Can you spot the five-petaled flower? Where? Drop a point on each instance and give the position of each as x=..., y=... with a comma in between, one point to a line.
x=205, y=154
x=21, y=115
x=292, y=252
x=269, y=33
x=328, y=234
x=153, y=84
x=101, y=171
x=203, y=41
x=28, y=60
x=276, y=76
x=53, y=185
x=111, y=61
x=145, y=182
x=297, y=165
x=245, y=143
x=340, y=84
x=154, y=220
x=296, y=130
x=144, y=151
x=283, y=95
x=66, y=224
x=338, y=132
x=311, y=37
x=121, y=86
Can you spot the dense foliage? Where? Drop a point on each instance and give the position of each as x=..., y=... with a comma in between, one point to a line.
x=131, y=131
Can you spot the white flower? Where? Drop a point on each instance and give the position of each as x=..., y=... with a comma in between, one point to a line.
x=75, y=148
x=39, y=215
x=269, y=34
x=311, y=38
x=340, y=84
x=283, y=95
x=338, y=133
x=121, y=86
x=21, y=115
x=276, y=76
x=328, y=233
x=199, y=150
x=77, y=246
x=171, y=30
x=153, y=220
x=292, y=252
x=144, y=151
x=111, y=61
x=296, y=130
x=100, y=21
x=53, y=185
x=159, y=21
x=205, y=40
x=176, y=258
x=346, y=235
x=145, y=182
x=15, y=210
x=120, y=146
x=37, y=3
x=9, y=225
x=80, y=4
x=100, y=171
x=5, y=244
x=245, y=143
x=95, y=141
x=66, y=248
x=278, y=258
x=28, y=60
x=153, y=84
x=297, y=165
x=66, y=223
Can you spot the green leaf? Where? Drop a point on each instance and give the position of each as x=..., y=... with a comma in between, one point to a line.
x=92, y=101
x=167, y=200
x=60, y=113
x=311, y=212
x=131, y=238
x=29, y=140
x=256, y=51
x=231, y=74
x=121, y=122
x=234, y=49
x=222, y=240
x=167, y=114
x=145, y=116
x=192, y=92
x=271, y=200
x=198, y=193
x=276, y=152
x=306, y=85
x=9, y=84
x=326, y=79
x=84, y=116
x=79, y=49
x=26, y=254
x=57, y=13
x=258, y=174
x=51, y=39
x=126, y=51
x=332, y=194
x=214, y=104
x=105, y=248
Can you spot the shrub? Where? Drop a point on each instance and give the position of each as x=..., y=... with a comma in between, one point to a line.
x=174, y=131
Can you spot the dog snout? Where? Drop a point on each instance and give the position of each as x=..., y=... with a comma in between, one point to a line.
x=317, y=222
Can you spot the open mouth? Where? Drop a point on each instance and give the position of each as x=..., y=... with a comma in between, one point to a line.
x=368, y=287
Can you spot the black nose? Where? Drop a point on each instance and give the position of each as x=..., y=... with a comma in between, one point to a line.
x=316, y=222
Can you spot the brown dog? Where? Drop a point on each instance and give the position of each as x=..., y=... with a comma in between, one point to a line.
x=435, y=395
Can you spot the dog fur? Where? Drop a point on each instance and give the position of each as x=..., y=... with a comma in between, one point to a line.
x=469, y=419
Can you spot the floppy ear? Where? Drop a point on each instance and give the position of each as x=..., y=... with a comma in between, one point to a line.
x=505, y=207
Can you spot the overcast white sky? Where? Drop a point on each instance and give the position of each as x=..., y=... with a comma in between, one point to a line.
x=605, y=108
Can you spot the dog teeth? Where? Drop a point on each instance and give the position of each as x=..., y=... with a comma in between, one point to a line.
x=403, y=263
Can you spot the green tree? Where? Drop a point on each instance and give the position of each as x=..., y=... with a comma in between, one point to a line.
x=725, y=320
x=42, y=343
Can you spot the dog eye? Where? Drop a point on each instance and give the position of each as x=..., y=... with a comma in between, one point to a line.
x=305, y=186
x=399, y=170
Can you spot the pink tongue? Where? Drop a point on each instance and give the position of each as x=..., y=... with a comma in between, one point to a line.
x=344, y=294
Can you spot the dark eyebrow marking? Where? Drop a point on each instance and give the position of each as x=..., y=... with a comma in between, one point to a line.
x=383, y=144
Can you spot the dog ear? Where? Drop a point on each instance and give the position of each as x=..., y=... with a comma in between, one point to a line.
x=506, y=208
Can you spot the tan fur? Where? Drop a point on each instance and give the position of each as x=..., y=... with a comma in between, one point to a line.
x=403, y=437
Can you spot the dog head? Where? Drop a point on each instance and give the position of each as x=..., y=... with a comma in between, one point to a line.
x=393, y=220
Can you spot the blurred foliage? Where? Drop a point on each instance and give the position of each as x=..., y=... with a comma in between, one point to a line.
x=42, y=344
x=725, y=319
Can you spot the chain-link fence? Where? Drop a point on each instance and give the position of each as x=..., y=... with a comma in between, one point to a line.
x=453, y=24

## Task requirements
Please copy each line above exactly, keeping every character and the original order.

## Response to the exercise
Can you spot the five-petaled flower? Where? Drop a point on each instance and give the position of each as x=..., y=... with a comma in between, one point to a line.
x=205, y=154
x=21, y=115
x=292, y=252
x=269, y=33
x=328, y=234
x=153, y=84
x=101, y=171
x=203, y=41
x=28, y=60
x=276, y=76
x=53, y=185
x=111, y=61
x=145, y=182
x=297, y=165
x=245, y=143
x=340, y=84
x=154, y=220
x=296, y=130
x=144, y=151
x=283, y=95
x=66, y=224
x=338, y=132
x=311, y=37
x=121, y=86
Can you spot the dense foliage? Where? Drop a point on each instance and give the position of each as x=..., y=... with a comma in between, one point to a line.
x=131, y=131
Can you spot the white flower? Where? Drop a point on each instance and give the position of each as x=..., y=... with a comma in between, one point to a line.
x=75, y=148
x=39, y=215
x=269, y=34
x=311, y=38
x=340, y=84
x=283, y=95
x=338, y=133
x=121, y=86
x=21, y=115
x=276, y=76
x=328, y=233
x=199, y=150
x=77, y=246
x=171, y=30
x=153, y=220
x=292, y=252
x=144, y=151
x=111, y=61
x=296, y=130
x=100, y=21
x=53, y=185
x=159, y=21
x=205, y=40
x=176, y=258
x=346, y=235
x=145, y=182
x=15, y=210
x=120, y=146
x=37, y=3
x=9, y=225
x=80, y=4
x=100, y=171
x=5, y=244
x=245, y=143
x=95, y=141
x=66, y=248
x=278, y=258
x=28, y=60
x=153, y=84
x=297, y=165
x=66, y=223
Can you spot the green leaf? Where? Drop a point on each instance and give the position of each as x=..., y=... with a comma in between, one point to a line.
x=92, y=101
x=167, y=200
x=60, y=113
x=311, y=212
x=131, y=238
x=29, y=140
x=256, y=51
x=231, y=74
x=121, y=122
x=234, y=49
x=222, y=240
x=167, y=114
x=145, y=116
x=192, y=92
x=271, y=200
x=198, y=193
x=276, y=152
x=306, y=85
x=9, y=84
x=326, y=79
x=84, y=116
x=79, y=49
x=26, y=254
x=57, y=13
x=258, y=174
x=51, y=39
x=126, y=51
x=332, y=194
x=214, y=104
x=105, y=248
Can you spot the shrub? Where? Drop a point on each instance and give the position of each as x=..., y=... with a comma in between, one point to a line.
x=174, y=131
Can you spot the dog snout? Where? Drop a point on each instance and give the position of each as x=..., y=... with a comma in between, one point to a line.
x=317, y=222
Can you spot the open mouth? Where? Drop a point on each instance and give the position of each as x=..., y=... with a comma in between, one point to a line.
x=368, y=287
Can you spot the black nose? Where? Drop a point on each instance and give the position of each as x=..., y=... with a comma in between, one point to a line.
x=316, y=222
Can you spot the brown dog? Where? Drop a point on each instance and give the position of each as x=..., y=... with a comma in between, one point to a line.
x=435, y=395
Can you spot the dog fur? Where? Drop a point on each instance and give the position of each as x=..., y=... with a comma in between, one point to a line.
x=469, y=419
Can you spot the floppy ear? Where? Drop a point on each instance and give the position of each as x=..., y=... with a comma in between, one point to a line.
x=505, y=207
Can you spot the overcast white sky? Where? Drop a point on each instance and give the position of each as x=..., y=... with a comma in between, one point to a line.
x=605, y=108
Can you spot the dog teeth? Where? Drop a point on each instance and give the position of each as x=..., y=... with a comma in between, one point to a line.
x=403, y=263
Can you spot the green tree? Where? Drop a point on each instance and give the position of each as x=..., y=... with a comma in between, one point to a line.
x=725, y=320
x=42, y=343
Can you spot the dog eye? Where? Drop a point on each instance and give the position of each as x=..., y=... with a comma in between, one point to a line.
x=305, y=186
x=399, y=170
Can you spot the pink tongue? Where? Drop a point on each instance and give the position of each as x=..., y=... with a comma in between, one point to a line.
x=344, y=294
Can you spot the dark eyebrow marking? Where? Drop a point on each instance and give the position of each as x=..., y=... with a comma in between, one point to a line.
x=383, y=144
Can you spot the dog ear? Where? Drop a point on each instance and give the position of each as x=..., y=... with a comma in between, one point to a line.
x=506, y=208
Can you spot the tan fur? Where? Drop a point on each instance and give the position of each as x=..., y=... with a comma in between, one point to a line.
x=403, y=437
Can you spot the dog head? Where? Drop a point on each instance and give the position of each as x=..., y=... with a comma in between, one point to a line.
x=393, y=220
Can you spot the blurred foliage? Where? Drop a point on each instance and give the position of each as x=..., y=... with a comma in between, one point to a line.
x=42, y=344
x=725, y=319
Can you spot the chain-link fence? Where? Drop a point on each instance and give the position of each as x=..., y=... with a comma in between, one point to a line.
x=453, y=24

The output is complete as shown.